[Your objective] Transcribe the listing below word for word.

[Extracted material]

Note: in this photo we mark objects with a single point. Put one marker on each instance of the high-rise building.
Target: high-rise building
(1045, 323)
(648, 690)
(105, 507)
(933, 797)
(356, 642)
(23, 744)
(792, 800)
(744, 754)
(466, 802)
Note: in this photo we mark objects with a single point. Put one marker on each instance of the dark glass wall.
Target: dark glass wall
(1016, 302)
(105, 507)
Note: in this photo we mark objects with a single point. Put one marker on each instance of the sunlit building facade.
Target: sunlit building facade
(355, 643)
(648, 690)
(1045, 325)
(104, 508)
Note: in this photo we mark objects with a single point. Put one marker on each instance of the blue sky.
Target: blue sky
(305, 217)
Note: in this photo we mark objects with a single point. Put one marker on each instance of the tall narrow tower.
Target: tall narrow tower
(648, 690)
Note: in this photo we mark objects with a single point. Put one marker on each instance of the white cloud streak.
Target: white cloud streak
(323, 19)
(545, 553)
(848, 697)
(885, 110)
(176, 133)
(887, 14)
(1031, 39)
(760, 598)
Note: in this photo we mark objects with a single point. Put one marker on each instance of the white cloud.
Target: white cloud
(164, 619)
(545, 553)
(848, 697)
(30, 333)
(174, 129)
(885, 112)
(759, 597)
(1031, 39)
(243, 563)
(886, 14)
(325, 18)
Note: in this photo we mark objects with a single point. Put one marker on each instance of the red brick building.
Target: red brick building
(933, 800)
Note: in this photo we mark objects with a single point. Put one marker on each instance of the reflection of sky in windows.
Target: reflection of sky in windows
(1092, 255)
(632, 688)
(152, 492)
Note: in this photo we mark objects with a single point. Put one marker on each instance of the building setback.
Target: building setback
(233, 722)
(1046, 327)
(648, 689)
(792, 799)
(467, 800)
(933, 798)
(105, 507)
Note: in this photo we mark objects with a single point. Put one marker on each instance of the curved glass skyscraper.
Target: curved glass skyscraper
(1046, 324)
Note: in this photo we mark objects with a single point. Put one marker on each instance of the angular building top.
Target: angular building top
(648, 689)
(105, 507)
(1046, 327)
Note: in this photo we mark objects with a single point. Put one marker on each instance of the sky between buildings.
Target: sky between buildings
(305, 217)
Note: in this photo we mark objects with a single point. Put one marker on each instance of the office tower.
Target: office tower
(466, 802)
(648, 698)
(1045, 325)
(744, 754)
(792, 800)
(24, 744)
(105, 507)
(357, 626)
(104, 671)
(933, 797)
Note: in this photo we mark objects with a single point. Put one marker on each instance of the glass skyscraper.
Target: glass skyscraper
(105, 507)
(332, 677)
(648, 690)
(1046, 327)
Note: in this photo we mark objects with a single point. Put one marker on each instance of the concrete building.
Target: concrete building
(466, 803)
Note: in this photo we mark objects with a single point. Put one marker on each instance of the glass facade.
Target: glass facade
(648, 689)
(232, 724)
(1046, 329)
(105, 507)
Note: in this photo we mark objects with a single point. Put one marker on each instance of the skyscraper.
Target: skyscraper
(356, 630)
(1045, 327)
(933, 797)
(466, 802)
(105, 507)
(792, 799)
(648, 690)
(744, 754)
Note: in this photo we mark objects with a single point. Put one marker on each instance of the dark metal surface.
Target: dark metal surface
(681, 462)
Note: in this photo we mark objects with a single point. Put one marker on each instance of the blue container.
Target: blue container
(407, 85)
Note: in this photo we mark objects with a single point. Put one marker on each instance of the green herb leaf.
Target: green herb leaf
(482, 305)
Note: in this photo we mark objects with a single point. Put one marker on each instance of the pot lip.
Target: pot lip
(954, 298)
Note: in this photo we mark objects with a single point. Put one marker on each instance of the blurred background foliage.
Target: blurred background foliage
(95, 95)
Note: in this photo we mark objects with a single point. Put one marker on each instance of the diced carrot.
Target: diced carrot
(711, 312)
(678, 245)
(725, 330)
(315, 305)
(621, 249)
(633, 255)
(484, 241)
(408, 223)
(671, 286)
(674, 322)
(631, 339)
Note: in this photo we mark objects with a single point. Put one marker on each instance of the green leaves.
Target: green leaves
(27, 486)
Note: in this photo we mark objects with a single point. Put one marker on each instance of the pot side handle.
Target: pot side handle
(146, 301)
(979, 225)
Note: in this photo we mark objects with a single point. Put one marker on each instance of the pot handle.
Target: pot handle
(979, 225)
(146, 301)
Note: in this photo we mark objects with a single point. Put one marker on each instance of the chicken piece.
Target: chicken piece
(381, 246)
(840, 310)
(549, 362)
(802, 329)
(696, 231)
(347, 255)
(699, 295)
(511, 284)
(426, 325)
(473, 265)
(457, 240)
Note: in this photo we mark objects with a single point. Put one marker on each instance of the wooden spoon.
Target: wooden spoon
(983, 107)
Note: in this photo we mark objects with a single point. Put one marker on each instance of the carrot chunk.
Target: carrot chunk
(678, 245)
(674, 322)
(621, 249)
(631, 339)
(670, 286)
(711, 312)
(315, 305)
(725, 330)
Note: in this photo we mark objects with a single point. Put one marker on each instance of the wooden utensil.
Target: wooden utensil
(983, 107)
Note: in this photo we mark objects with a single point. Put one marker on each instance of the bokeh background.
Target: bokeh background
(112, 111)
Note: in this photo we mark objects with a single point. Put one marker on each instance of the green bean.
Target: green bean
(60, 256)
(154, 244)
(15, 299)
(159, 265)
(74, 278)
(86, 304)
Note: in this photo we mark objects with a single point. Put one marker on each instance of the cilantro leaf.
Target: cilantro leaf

[Reply]
Note: in this photo we mark objects with a single point. Put one marker on each instance of the high-rise building.
Target: high-rise building
(1045, 323)
(648, 690)
(105, 507)
(933, 797)
(356, 642)
(23, 744)
(792, 800)
(744, 754)
(466, 802)
Note: in this photo we mark objects with a single point. Put one marker on each instance of the dark glass wall.
Target: dark glass wall
(1016, 302)
(105, 507)
Note: in this photo we mark objects with a single point. Put one marker on each instance of the sunlit building facade.
Target: sunlit building facade
(355, 643)
(648, 690)
(1045, 325)
(104, 508)
Note: in this photo we mark objects with a single point. Put one marker on each instance of the blue sky.
Target: blue sky
(305, 217)
Note: in this photo we mark objects with a single point. Put one marker on each instance of the tall narrow tower.
Target: tall narrow tower
(648, 690)
Note: in this photo we mark objects with a single point. Put one marker on each instance of the white cloud streak.
Target: white cloud streak
(323, 19)
(545, 553)
(848, 697)
(885, 110)
(176, 133)
(887, 14)
(1031, 39)
(760, 598)
Note: in this photo we mark objects with a single point. Put one marker on each instance of the white cloud.
Target: white cloud
(164, 619)
(545, 553)
(848, 697)
(30, 333)
(174, 129)
(885, 112)
(759, 597)
(1031, 39)
(243, 563)
(886, 14)
(325, 18)
Note: in this photo we mark objects with a single point. Put one marker on each instance of the red brick building.
Target: red brick building
(933, 800)
Note: in this photo we mark objects with a single point. Put one marker on each instance of the reflection of sky in windows.
Target: reflection of sky in windows
(1092, 255)
(632, 688)
(152, 492)
Note: in this photo we mark objects with a single point. Put one marker on each instance of the building setback.
Target: building setback
(233, 722)
(1046, 327)
(648, 689)
(792, 799)
(467, 800)
(933, 798)
(105, 507)
Note: in this photo we mark objects with a single point. Put one marker on each instance of the curved glass skyscraper.
Target: curved glass skyscraper
(1046, 324)
Note: in this photo we mark objects with a single point. Put one marker on each instance of the angular building top.
Target: angular building top
(648, 689)
(105, 507)
(1046, 327)
Note: in this photo we mark objects with a single point. Put one marker on each instance of the sky between buildings.
Target: sky between buildings
(305, 217)
Note: in this photo we mark objects with a single point. Put one marker on each instance of the office tower.
Target: office tower
(466, 802)
(648, 698)
(1045, 325)
(744, 754)
(792, 800)
(24, 744)
(105, 507)
(357, 626)
(104, 671)
(933, 797)
Note: in this photo we mark objects with a single point. Put one marker on each instance of the glass skyscraper.
Target: glass skyscraper
(105, 507)
(332, 677)
(648, 690)
(1046, 327)
Note: in this photo we mark objects with a single point. Put one marker on each instance of the concrete building.
Target: concrete building
(466, 803)
Note: in this photo we mark objects with a single point. Put one marker on each instance of the glass facade.
Target: glass facade
(648, 689)
(232, 724)
(1046, 329)
(105, 507)
Note: in this photo we mark objects with a single point. Put one marker on each instance of the skyscraper.
Target: skyscraper
(356, 630)
(1045, 327)
(933, 797)
(466, 802)
(105, 507)
(792, 799)
(648, 690)
(744, 754)
Note: in this photo we mark objects with a single point. Put one marker on each instance of the dark metal surface.
Target: dark metal surface
(681, 462)
Note: in this photo we mark objects with a single point. Put one marker on each instance of the blue container.
Target: blue container
(407, 85)
Note: in this photo we mark objects with a single point. Put one marker on each instance of the green herb leaf.
Target: green herb leaf
(482, 305)
Note: in this photo we mark objects with a single point. Put one marker on each instance of the pot lip.
Target: pot lip
(954, 298)
Note: in this photo we mark objects with a single point. Put one marker on each instance of the blurred background foliage.
Target: blurred background foliage
(95, 95)
Note: in this photo we mark objects with a single point. Put one marker on each instance of the diced carrot.
Target: diced carrot
(711, 312)
(678, 245)
(725, 330)
(315, 305)
(621, 249)
(633, 255)
(484, 241)
(408, 223)
(671, 286)
(674, 322)
(631, 339)
Note: in this photo we mark objects with a single point. Put one marker on each instance of the green leaves.
Target: green leaves
(27, 486)
Note: in this photo we mark objects with a single point. Put one marker on each instance of the pot side handle.
Target: pot side handle
(146, 301)
(979, 225)
Note: in this photo we mark objects with a single point. Put one marker on each instance of the pot handle.
Target: pot handle
(979, 225)
(146, 301)
Note: in this photo we mark objects with a single point. Put one marker on each instance of the chicken piece.
Target: chicken piece
(381, 246)
(840, 310)
(549, 362)
(802, 329)
(696, 231)
(347, 255)
(699, 295)
(511, 284)
(426, 325)
(473, 265)
(457, 240)
Note: in this photo we mark objects with a single point. Put one marker on each instance of the wooden spoon.
Target: wooden spoon
(983, 107)
Note: in this photo we mark objects with a single point. Put one marker on each instance of the carrot chunk.
Target: carrot chunk
(678, 245)
(674, 322)
(621, 249)
(631, 339)
(670, 286)
(711, 312)
(315, 305)
(725, 330)
Note: in this photo we mark objects with a single point. Put one marker on each instance of the wooden utensil.
Target: wooden utensil
(983, 107)
Note: in this photo we mark objects with a single point. Put one marker on each instance of the bokeh background.
Target: bokeh background
(112, 111)
Note: in this photo we mark objects with a single point. Put one marker on each instance of the green bean.
Target: green bean
(60, 256)
(154, 244)
(15, 299)
(159, 265)
(74, 278)
(86, 304)
Note: in this photo we mark objects with a single point. Put one marker on each instance of the cilantro leaf.
Target: cilantro leaf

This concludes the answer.